_PAGE TEXT_
Thursday, March 12, 2009

Cambodia and its War Tribunals

I looked at Cambodia and its War Tribunals. http://www.boston.com/bigpicture/2009/03/cambodia_and_its_war_tribunal.html

The first thing I could not help but notice is the length of time it took for trials to occur. These crime against humanity are now being taken up in trials three decades after they occurred. Its hard to believe that death of 1.4 million Cambodians look three decades to address and punish.

The site shows the numbers of bones that are just piled up and its disturbing. Human skulls and appendages are just arranged neatly in a pile, and I honestly wondered why the time was taken to do this.

Just as we have no smoking signs, there is a no laughing sign posted on a wall. I found it hard to believe that laughing, a way of expression joy and emotion, is prohibited. I couldn't help but to keep comparing it to signs we see everyday: no smoking; no turn on red; no u-turn; no laughing . . .one of these just doesn't belong.

_EXERCISE DATA_
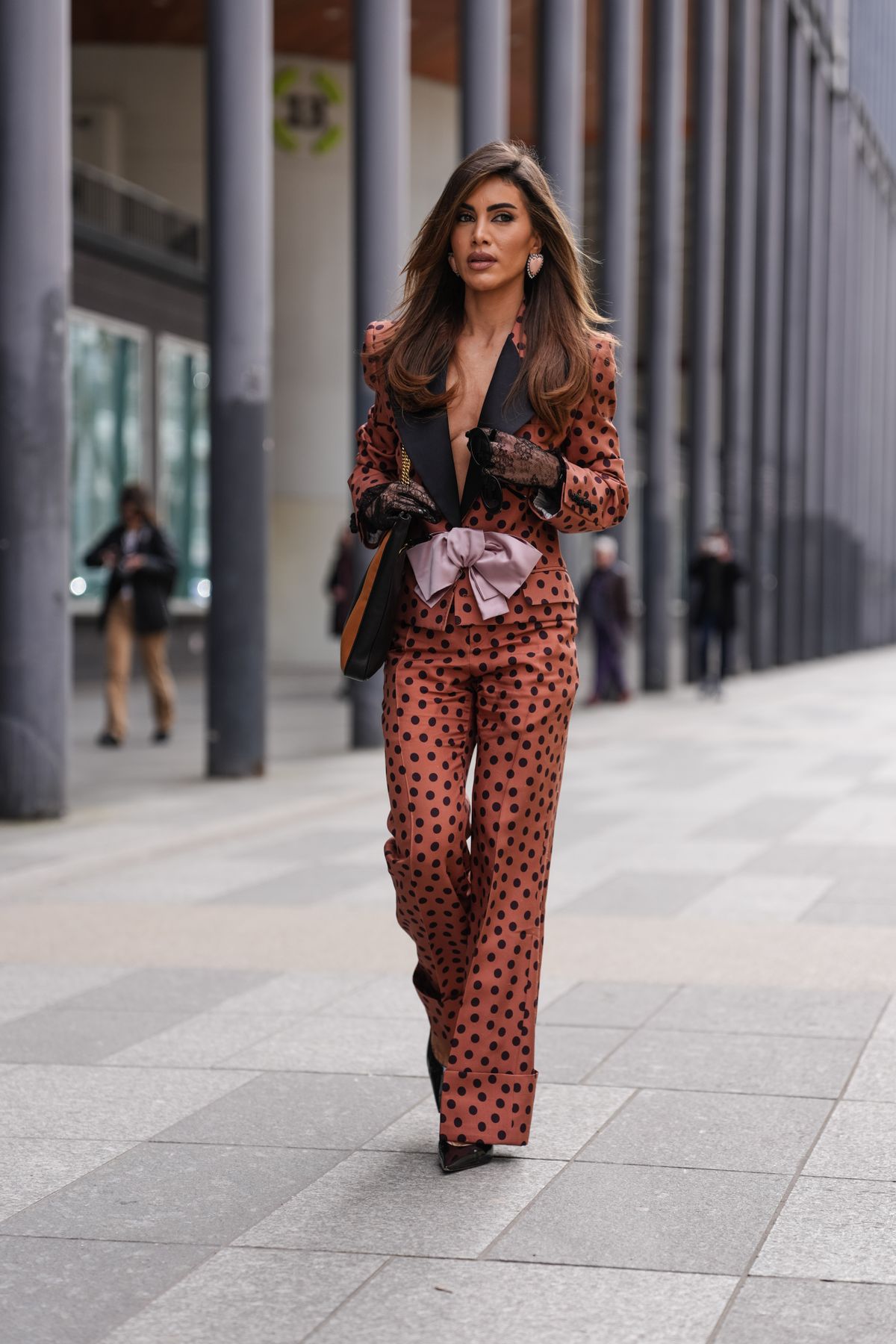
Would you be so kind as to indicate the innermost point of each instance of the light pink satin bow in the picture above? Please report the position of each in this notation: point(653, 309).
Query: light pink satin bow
point(496, 564)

_HOW TO COMPLETE THIS TASK_
Carry on the blog post about Cambodia and its war tribunals, starting after its last sentence.

_RESPONSE TO THE EXERCISE_
Last week when I read articles and watched videos of Holocaust survivors, I remember reading something about how horribly intellectuals were treated. The same type of event occurred in Cambodia. Intellectuals were tortured and interrogated before they were killed and drown into mass graves.

There were also pictures of the fields of landmines, and soldiers attempting to find them. I'm not sure how landmines are generally found and recovered, but I found it surprising that they were using pick axes and shovels to recover a delicate explosive. The following picture was a man with a prosthetic leg at a rehabilitation center.

30 years after strict labor laws, executions, starvation, and torture due to the power of the Khmer Rouge, the country is still suffering with a destroyed agricultural system and extreme poverty being only two of their many problems.